__Texto de estudio__:
La poesía de Julia Uceda se mueve entre las “sombras ancestrales” para hallar ecos de un pasado casi impensable, que requiere ser enunciado pero no se puede expresar con palabras. El lenguaje o la necesidad de comunicación apuntan, de este modo, al corazón de una poética que explora –la indagación, la búsqueda a través de caminos no hollados es lo que mejor puede definirla– regiones intransitivas y sugiere que los contornos de lo que llamamos realidad, aunque puedan ser minuciosamente descritos, no están tan delimitados ni son tan precisos como podría parecer a primera vista. La experiencia humana no se reduce a una vida y una parte importante de aquella, intuida a través de la pervivencia de lo primigenio, pertenece al vasto territorio de lo inefable. “Hay un mundo —leemos en Cuadros de interior—, un espacio, no sé si un tiempo, fuera del tiempo, del espacio, tal vez del mundo”, y fue ese mundo fuera del mundo el objeto de la permanente inquisición de la poeta. Desde su extraña juventud, Julia Uceda tuvo la sensación de hallarse en otro sitio, de nutrirse de vagas reminiscencias, de recibir señales que le permitían retrotraerse muy atrás, no ya antes del nacimiento sino hasta edades de las que no ha quedado memoria. Pocos poetas de cualquier época se han asomado a ese entonces inconcebible de una manera tan sugerente y conmovedora.
En lo personal, Julia fue una mujer muy poco complaciente y de acusada mirada crítica, es decir verdaderamente comprometida, dotada de profundas convicciones humanistas y de una admirable curiosidad intelectual que se reflejaba en su rara familiaridad con otras culturas y tradiciones. Su frágil apariencia de los últimos años contrastaba con la firmeza de un ideario ético y estético asumido desde la independencia, propia de un temperamento vocacionalmente excéntrico, bienhumorado y entrañable en la cercanía. El impresionante haya que dio título a uno de sus últimos libros y tenía en el jardín de su casa de Serantes, con sus múltiples troncos en forma de nao, figura en el frontal de su Poesía completa y es la viva imagen de una obra destinada a perdurar en el tiempo.

__Ejercicios propuestos__:
a. ¿Qué adjetivos califican el temperamento de Julia Uceda en el texto sobre su poesía? Enuméralos todos.
b. Transcribe literalmente el pasaje del texto sobre Julia Uceda que va desde "En lo personal, Julia" hasta "en el tiempo.", este último incluido.

__Registros seleccionados__:
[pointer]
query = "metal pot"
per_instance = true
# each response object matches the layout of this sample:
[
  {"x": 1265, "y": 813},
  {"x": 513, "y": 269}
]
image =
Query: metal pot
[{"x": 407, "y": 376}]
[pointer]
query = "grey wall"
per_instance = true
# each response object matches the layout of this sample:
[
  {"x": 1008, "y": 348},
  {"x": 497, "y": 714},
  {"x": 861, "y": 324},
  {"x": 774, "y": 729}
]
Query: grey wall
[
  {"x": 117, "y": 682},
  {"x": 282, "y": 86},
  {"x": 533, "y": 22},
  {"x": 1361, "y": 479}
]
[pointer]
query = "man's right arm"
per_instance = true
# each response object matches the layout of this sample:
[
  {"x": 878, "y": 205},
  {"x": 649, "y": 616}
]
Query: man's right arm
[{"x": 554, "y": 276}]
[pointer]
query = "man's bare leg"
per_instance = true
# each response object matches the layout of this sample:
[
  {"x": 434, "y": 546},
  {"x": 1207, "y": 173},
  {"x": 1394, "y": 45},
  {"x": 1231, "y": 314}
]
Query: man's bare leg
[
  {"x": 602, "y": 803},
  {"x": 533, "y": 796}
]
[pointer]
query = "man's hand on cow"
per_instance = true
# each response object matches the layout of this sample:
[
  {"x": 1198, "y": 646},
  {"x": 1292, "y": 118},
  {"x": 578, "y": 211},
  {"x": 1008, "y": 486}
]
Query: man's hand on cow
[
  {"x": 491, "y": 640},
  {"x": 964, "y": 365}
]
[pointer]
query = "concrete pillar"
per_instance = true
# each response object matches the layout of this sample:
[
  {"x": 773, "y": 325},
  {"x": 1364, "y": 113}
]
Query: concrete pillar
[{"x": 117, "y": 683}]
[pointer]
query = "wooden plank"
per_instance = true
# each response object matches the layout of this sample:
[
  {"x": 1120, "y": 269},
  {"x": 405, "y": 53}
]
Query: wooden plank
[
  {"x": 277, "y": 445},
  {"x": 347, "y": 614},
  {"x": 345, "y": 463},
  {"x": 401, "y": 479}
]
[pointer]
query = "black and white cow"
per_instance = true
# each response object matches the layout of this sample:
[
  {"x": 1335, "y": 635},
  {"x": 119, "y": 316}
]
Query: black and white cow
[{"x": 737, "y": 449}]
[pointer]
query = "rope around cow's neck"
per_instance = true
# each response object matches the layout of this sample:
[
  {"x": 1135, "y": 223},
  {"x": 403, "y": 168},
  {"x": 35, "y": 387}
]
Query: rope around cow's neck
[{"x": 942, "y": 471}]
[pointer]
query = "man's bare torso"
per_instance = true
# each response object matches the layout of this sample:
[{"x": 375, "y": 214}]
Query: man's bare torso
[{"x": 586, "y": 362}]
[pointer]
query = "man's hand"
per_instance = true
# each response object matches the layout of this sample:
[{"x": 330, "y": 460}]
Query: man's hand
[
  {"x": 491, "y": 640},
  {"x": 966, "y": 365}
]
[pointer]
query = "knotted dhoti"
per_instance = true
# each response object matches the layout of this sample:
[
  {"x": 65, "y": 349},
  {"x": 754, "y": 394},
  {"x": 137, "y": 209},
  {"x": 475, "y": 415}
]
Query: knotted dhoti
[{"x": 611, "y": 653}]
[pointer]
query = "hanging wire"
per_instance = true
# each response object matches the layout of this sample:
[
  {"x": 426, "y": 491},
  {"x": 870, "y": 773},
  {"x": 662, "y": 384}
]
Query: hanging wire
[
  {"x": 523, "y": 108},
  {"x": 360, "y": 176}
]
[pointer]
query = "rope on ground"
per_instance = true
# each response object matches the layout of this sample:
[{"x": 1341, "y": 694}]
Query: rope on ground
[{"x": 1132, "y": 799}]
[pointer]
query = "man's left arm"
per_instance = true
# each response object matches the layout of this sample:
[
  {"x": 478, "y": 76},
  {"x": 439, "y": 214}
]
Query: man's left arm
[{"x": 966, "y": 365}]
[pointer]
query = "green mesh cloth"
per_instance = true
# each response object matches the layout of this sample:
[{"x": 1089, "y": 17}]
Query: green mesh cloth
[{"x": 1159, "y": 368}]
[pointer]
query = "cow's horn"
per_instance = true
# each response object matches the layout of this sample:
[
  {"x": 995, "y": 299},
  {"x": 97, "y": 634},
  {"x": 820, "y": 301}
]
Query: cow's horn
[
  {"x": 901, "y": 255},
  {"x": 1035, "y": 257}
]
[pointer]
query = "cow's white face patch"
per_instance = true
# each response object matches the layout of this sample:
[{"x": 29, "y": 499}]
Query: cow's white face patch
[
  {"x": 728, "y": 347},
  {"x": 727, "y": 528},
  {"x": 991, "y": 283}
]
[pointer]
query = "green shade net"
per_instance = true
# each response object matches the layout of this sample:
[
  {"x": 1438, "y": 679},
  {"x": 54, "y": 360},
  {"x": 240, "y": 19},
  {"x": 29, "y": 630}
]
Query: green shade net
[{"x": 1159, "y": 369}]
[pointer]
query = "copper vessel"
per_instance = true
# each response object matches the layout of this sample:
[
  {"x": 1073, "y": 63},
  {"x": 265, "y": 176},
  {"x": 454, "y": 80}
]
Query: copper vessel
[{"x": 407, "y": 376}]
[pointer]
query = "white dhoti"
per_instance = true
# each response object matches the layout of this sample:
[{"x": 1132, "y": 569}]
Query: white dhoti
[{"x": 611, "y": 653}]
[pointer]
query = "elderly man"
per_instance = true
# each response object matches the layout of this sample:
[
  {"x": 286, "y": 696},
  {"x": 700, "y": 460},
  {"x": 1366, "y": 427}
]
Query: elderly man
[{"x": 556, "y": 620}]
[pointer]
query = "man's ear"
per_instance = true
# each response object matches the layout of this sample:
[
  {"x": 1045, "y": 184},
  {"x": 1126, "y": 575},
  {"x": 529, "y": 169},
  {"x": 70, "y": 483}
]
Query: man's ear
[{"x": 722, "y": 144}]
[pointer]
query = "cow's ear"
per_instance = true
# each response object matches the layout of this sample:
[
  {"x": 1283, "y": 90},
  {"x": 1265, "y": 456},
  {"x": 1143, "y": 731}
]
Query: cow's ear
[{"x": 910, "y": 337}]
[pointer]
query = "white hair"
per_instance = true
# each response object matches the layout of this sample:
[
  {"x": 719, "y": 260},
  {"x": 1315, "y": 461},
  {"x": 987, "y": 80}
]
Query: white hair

__Soluciones__:
a. excéntrico, bienhumorado, entrañable

b.
En lo personal, Julia fue una mujer muy poco complaciente y de acusada mirada crítica, es decir verdaderamente comprometida, dotada de profundas convicciones humanistas y de una admirable curiosidad intelectual que se reflejaba en su rara familiaridad con otras culturas y tradiciones. Su frágil apariencia de los últimos años contrastaba con la firmeza de un ideario ético y estético asumido desde la independencia, propia de un temperamento vocacionalmente excéntrico, bienhumorado y entrañable en la cercanía. El impresionante haya que dio título a uno de sus últimos libros y tenía en el jardín de su casa de Serantes, con sus múltiples troncos en forma de nao, figura en el frontal de su Poesía completa y es la viva imagen de una obra destinada a perdurar en el tiempo.